- **Records contained in a dataset**:

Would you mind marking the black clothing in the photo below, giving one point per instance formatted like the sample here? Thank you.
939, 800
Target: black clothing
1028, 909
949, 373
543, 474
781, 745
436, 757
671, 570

- **PROBLEM TO SOLVE**: Using the listing above, retype each line exactly.

- **FULL RESPONSE**:
Would you mind marking the black clothing in the photo below, giving one point per instance formatted like the sample here? Thank you.
939, 800
Target: black clothing
1028, 909
949, 373
543, 474
781, 745
436, 757
671, 570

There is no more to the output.